TASK INSTRUCTIONS:
Could you copy all of the material below word for word, changing nothing?
== INPUT ROWS
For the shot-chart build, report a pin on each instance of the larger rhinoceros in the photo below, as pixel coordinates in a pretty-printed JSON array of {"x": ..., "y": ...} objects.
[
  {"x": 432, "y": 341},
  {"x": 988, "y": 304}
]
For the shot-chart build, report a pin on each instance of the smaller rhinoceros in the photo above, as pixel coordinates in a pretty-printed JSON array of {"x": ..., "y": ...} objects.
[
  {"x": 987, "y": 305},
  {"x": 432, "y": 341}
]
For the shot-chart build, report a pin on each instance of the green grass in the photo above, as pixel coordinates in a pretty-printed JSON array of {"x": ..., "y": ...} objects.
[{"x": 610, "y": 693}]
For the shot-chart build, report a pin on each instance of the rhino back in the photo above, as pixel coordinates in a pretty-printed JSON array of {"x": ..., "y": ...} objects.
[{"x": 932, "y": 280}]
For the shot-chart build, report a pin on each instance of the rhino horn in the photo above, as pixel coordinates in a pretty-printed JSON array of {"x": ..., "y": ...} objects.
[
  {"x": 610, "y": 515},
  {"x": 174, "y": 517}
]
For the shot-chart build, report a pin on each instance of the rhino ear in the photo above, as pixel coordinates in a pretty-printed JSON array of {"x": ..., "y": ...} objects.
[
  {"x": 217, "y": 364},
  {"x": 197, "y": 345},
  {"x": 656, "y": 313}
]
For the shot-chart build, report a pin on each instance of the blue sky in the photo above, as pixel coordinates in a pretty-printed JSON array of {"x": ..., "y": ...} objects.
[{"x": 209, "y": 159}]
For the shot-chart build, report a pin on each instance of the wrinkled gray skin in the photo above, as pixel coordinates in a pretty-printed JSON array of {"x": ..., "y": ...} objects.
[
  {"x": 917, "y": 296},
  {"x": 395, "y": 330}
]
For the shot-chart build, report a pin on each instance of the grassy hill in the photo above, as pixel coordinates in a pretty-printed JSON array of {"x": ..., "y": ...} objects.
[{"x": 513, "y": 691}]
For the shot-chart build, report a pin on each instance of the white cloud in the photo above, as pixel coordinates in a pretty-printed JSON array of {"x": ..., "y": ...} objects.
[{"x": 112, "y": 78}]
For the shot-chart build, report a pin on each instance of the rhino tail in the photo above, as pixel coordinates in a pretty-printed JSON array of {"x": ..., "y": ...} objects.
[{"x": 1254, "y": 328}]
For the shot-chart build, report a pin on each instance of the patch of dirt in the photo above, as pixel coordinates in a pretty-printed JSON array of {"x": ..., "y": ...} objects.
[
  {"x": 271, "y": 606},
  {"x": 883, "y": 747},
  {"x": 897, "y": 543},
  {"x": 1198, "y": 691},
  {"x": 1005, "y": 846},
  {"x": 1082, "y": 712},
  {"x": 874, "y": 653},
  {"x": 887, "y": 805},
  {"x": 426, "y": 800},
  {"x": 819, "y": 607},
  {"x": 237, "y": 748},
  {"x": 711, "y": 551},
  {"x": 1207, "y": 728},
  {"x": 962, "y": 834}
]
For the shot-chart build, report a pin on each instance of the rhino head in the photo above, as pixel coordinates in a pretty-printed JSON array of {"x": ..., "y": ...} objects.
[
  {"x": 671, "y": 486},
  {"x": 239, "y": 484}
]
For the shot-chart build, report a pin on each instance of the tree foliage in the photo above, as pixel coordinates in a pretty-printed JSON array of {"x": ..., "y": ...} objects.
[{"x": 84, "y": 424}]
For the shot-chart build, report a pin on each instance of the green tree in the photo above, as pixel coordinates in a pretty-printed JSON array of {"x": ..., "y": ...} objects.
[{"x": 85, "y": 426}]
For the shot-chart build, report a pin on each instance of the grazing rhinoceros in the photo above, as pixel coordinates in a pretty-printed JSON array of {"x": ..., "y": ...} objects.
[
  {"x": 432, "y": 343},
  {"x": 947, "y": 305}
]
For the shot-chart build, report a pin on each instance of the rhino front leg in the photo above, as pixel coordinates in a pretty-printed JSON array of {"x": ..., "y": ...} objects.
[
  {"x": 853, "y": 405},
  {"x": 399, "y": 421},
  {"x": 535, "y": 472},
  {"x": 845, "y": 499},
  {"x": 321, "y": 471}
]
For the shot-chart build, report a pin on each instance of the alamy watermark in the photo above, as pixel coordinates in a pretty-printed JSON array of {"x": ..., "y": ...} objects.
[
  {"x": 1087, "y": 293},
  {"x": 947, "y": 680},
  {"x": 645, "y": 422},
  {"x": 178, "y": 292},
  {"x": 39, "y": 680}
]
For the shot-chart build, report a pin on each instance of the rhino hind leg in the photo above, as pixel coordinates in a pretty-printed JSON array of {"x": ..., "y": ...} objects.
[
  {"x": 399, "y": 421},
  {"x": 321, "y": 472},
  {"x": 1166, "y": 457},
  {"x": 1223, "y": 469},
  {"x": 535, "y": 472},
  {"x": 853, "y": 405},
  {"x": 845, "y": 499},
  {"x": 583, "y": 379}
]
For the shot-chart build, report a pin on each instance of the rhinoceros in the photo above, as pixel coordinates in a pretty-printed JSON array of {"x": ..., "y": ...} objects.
====
FINAL RESULT:
For the shot-chart build, report a pin on each instance of the larger rhinoceros in the photo below, as pixel coordinates in a pretty-printed JSON array of {"x": ..., "y": ...} objects.
[
  {"x": 432, "y": 341},
  {"x": 988, "y": 304}
]
For the shot-chart build, report a pin on each instance of the smaller rhinoceros in the photo above, as pixel coordinates in a pretty-printed JSON array of {"x": ..., "y": ...} objects.
[
  {"x": 987, "y": 305},
  {"x": 432, "y": 341}
]
For the shot-chart build, report a pin on each instance of the green grass in the photo above, as pixel coordinates in a pretty-printed JSON array of {"x": ..., "y": ...} objects.
[{"x": 610, "y": 693}]
For the shot-chart build, report a pin on each instance of the rhino back in the photo above, as pixel coordinates in a pretty-printed JSON array of {"x": ..., "y": ...} objects.
[{"x": 932, "y": 280}]
For the shot-chart build, report a pin on each instance of the rhino horn in the photo above, as pixel coordinates in a pretty-printed JSON array of {"x": ..., "y": ...} objects.
[
  {"x": 610, "y": 515},
  {"x": 174, "y": 517}
]
For the shot-chart build, report a pin on each instance of the rhino ear in the photo above, as pixel coordinates in a pretty-printed JSON array of {"x": ..., "y": ...} objects.
[
  {"x": 217, "y": 364},
  {"x": 197, "y": 345},
  {"x": 656, "y": 313}
]
For the shot-chart build, report a pin on each instance of the blue sky in the photo above, as pixel coordinates in a pretty-printed JSON array of {"x": ..., "y": ...} objects.
[{"x": 209, "y": 159}]
For the shot-chart build, report a pin on each instance of the wrinkled gray skin in the photo above, as pixel coordinates in a pretty-printed JSON array of {"x": ..., "y": ...} objects.
[
  {"x": 917, "y": 296},
  {"x": 395, "y": 330}
]
For the shot-chart build, report a pin on each instance of the grassy hill in the photo above, as pixel coordinates in a pretty-printed JSON array of {"x": ..., "y": ...} objects.
[{"x": 513, "y": 691}]
For the shot-chart build, report a pin on each instance of the white cloud in the photo above, as pixel coordinates in a pretty-printed JSON array of {"x": ..., "y": ...} objects.
[{"x": 112, "y": 78}]
For the shot-chart build, report a pin on each instance of the rhino tail in the photo above, as pixel coordinates in a pretty-printed JSON array of {"x": ..., "y": ...} objects.
[{"x": 1254, "y": 328}]
For the shot-chart build, report a pin on each instance of the patch of dirt in the photo above, as pixel coordinates in a pretty-printed JSON array of {"x": ..., "y": ...} objects.
[
  {"x": 271, "y": 606},
  {"x": 883, "y": 747},
  {"x": 897, "y": 543},
  {"x": 1198, "y": 691},
  {"x": 1005, "y": 846},
  {"x": 1082, "y": 712},
  {"x": 874, "y": 653},
  {"x": 887, "y": 805},
  {"x": 426, "y": 800},
  {"x": 819, "y": 607},
  {"x": 237, "y": 748},
  {"x": 711, "y": 551},
  {"x": 1207, "y": 728},
  {"x": 962, "y": 834}
]
For the shot-chart build, report a pin on each instance of the rhino head in the photo above, as pixel coordinates in a pretty-printed JSON array of {"x": ..., "y": ...} objects.
[
  {"x": 671, "y": 486},
  {"x": 239, "y": 484}
]
For the shot-chart build, report a pin on each instance of the tree foliage in the photo above, as pixel coordinates in a pretty-printed JSON array of {"x": ..., "y": ...} objects.
[{"x": 84, "y": 424}]
For the shot-chart build, report a pin on each instance of the green tree in the photo above, as pixel coordinates in a pretty-printed JSON array of {"x": ..., "y": ...} objects.
[{"x": 85, "y": 426}]
For the shot-chart build, report a pin on each instance of the grazing rhinoceros in the photo above, as pixel coordinates in a pretty-printed JSON array of {"x": ..., "y": ...} objects.
[
  {"x": 432, "y": 343},
  {"x": 947, "y": 305}
]
For the shot-chart build, report a pin on each instance of the rhino front leg in the photo above, as pixel coordinates in a pretty-printed JSON array of {"x": ..., "y": ...} objects.
[
  {"x": 853, "y": 405},
  {"x": 399, "y": 421},
  {"x": 535, "y": 472},
  {"x": 845, "y": 499},
  {"x": 321, "y": 471}
]
For the shot-chart build, report a pin on each instance of the alamy watermark in the photo above, as pixel coordinates in a pretty-printed JSON array of {"x": ..., "y": ...} objects.
[
  {"x": 1087, "y": 293},
  {"x": 947, "y": 680},
  {"x": 645, "y": 422},
  {"x": 178, "y": 292},
  {"x": 39, "y": 680}
]
For the shot-chart build, report a pin on each instance of the rhino hind leg in the photo above, as pixel coordinates in a pretty-printed JSON array of {"x": ..., "y": ...} objects.
[
  {"x": 399, "y": 421},
  {"x": 321, "y": 472},
  {"x": 1166, "y": 457},
  {"x": 1223, "y": 469},
  {"x": 535, "y": 472},
  {"x": 853, "y": 405},
  {"x": 845, "y": 499},
  {"x": 583, "y": 379}
]
For the shot-chart build, report a pin on each instance of the rhinoceros in the photo above, as pixel coordinates in a pretty-printed JSON array of {"x": ..., "y": ...} objects.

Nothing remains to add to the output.